Enemies of science (3)

In this third installment of my enemies of science series, Jay R. Feierman again takes center stage via his refusal to post my responses to his ridiculous comments on the International Society for Human Ethology yahoo group.

 

Feierman wrote: “The genotype, not the phenotype, is what is selectively and preferentially passed across generations under positive natural selection pressure even though it is the phenotype, acting as the proxy for the genotype in a specific environment, that is the “object” of natural selection.”

My comment: That ‘gene-centric’ view has been replaced. It’s replacement has been exemplified in species from microbes to man. Nutrients are selected that metabolize to species-specific pheromones, which control reproduction. It is the control of reproduction that enables adaptive evolution of genetically predisposed phenotypic expression in variable environments.

Feierman wrote: How something like a metabolic cycle could evolve by natural selection is a very specialized area of science and an area in which I have no expertise  

My comment:  In the context of evolution via natural selection, any claims made by someone with no expertise on something as important as metabolic cycles are to evolution makes no sense, since metabolic cycles are clearly involved in adaptive evolution.

Jean Maruani wrote (in 1989) “…in the Darwinian theory of evolution: genetic random mutations are the source of the genetic variability upon which natural selection is assumed to operate.

-*-*-

→ Task item A
Could you copy out the Enemies of science post word for word, beginning at the words "In this third" and stopping after the words "in variable environments."?
→ Task item B
Can you carry the Enemies of science post forward from where it stops?
The records are separate material and have nothing to do with the Enemies of science post.

→ Referring-expression pointing data

-*-*-

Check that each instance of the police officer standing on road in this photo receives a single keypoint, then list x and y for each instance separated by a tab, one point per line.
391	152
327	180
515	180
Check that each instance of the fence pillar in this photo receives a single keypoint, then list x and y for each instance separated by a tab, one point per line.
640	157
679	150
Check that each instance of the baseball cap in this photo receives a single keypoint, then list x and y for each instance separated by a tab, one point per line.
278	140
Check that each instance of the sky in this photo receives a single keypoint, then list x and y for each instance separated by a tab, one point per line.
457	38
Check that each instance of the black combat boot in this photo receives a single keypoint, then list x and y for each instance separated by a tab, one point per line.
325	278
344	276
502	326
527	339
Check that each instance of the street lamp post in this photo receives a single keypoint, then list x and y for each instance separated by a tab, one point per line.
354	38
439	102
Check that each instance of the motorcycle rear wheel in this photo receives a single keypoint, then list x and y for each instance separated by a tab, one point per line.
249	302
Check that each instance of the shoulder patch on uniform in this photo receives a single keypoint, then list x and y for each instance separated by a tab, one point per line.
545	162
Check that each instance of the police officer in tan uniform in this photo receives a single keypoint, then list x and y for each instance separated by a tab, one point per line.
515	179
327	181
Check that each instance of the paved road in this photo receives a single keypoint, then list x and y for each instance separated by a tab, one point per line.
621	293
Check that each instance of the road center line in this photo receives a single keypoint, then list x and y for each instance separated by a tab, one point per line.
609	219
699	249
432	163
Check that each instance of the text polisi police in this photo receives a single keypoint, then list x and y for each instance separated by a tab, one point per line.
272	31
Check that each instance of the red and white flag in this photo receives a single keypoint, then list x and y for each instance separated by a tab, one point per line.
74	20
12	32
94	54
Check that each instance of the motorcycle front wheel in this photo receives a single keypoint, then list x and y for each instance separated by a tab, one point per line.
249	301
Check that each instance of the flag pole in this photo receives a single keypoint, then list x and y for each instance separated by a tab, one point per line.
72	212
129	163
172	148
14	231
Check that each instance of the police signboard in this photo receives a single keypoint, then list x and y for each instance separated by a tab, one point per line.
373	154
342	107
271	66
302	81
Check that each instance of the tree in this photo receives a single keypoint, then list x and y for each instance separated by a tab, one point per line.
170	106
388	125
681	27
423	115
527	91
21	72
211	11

-*-*-

→ Exercise output A
In this third installment of my enemies of science series, Jay R. Feierman again takes center stage via his refusal to post my responses to his ridiculous comments on the International Society for Human Ethology yahoo group.

 

Feierman wrote: “The genotype, not the phenotype, is what is selectively and preferentially passed across generations under positive natural selection pressure even though it is the phenotype, acting as the proxy for the genotype in a specific environment, that is the “object” of natural selection.”

My comment: That ‘gene-centric’ view has been replaced. It’s replacement has been exemplified in species from microbes to man. Nutrients are selected that metabolize to species-specific pheromones, which control reproduction. It is the control of reproduction that enables adaptive evolution of genetically predisposed phenotypic expression in variable environments.

→ Exercise output B
My comment: It is now perfectly clear that this statement and any statement or inference like it is WRONG.

Feierman wrote: I am absolutely certain that if you showed this statement to any professor of biology or genetics in any accredited university anywhere in the world that 100% of them would say that “Random mutations are the substrate upon which directional natural selection acts” is a correct and true statement.

Evidently, Feierman adopted something similar to the 1989 assumption stated by Maruani, but Feierman changed his mind about this on August 14, 2013. Feierman wrote:  “…rather than saying that “mutations are THE substrate upon which natural selection acts” a more accurate statement is “mutations are A substrate upon which natural selection acts.”

My comment: If “mutations are A substrate upon which natural selection acts,” we are still forced to assume, as did Maruani, that natural selection acts on them.  Why would anyone still make such assumptions when it is clear that adaptive evolution is nutrient-dependent and pheromone-controlled?